* _Exercise requirements_:
Your output should consist solely of the lines from the one with "inside: enclosed by" through the end of the records, reproduced exactly, both ends included.

* _Data records_:
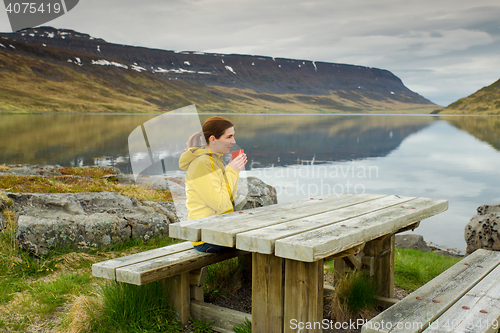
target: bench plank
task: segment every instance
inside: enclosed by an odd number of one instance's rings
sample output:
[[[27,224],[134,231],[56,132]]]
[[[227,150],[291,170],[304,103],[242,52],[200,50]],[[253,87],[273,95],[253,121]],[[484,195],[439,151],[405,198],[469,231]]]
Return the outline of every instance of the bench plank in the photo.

* _Worked solution_:
inside: enclosed by an odd number of one instance's rings
sample output:
[[[27,224],[134,231],[56,132]]]
[[[227,150],[291,170],[304,103],[242,52],[200,50]],[[253,87],[273,95],[253,121]],[[484,195],[439,151],[405,198],[469,231]]]
Return the outline of every instance of the bench plank in the photo.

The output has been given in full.